Problem 1:
Answer these from the COSHH guide:
(a) Which tool does the guide's example look at?
(b) In how many steps does the guide say to carry out the assessment?
(c) According to the example under step 1, where does the wood dust come from?
Problem 2:
In the COSHH guide, list every label that introduces a line under the numbered steps.
Problem 3:
Reproduce the part of the COSHH guide that opens with the words containing "1 – Identify" and closes with "harmed and how?".

Document text:

How to carry out a COSHH Risk Assessment
In an earlier post we explained what a COSHH Risk Assessment was, but how do you carry one out, and what’s involved. in this article we provide a quick guide to carrying out your COSHH Risk Assessment in six easy steps. This particular example looks at the use of a belt sander and the potential for personal exposure to wood dust. There’s also examples of the type of wording that you could use in the assessment.
1 – Identify the Substance
Question – What is the substance of concern?
What to do – Assess the activity and observe where the substance comes from during the process.
Example – “Wood dust comes from the sanding process.”
2 – How does it affect people
Question – Who might be harmed and how?
What to do – Watch the process during normal, cleaning and maintenance tasks. Write down which tasks and job roles are affected.

Given information:
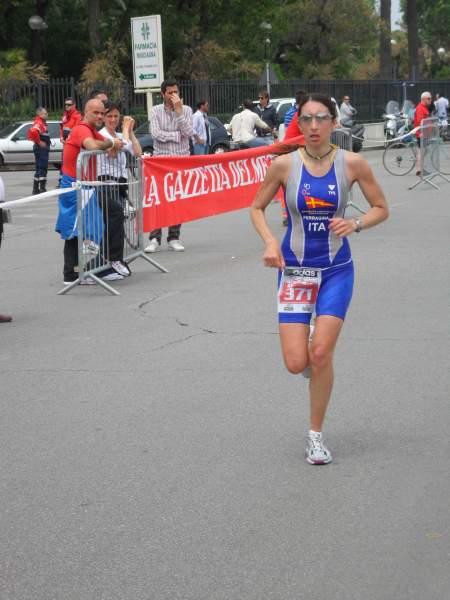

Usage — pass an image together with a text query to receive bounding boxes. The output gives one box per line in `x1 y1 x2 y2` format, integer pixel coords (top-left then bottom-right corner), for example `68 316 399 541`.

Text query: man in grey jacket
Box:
340 96 358 127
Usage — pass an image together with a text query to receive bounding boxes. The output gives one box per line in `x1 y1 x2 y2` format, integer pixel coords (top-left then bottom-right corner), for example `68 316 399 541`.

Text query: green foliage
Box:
0 48 48 83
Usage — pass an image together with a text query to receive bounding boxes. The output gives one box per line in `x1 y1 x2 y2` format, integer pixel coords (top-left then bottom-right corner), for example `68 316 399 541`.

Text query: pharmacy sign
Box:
131 15 164 89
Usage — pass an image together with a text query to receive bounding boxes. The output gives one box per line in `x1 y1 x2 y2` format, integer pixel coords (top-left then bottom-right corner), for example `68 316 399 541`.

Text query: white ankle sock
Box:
308 429 322 437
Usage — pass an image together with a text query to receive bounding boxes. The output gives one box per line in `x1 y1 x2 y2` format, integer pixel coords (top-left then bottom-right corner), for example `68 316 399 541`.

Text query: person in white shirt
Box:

Exercise response 1:
(a) A belt sander.
(b) Six.
(c) The sanding process.

Exercise response 2:
Question, What to do, Example

Exercise response 3:
1 – Identify the Substance
Question – What is the substance of concern?
What to do – Assess the activity and observe where the substance comes from during the process.
Example – “Wood dust comes from the sanding process.”
2 – How does it affect people
Question – Who might be harmed and how?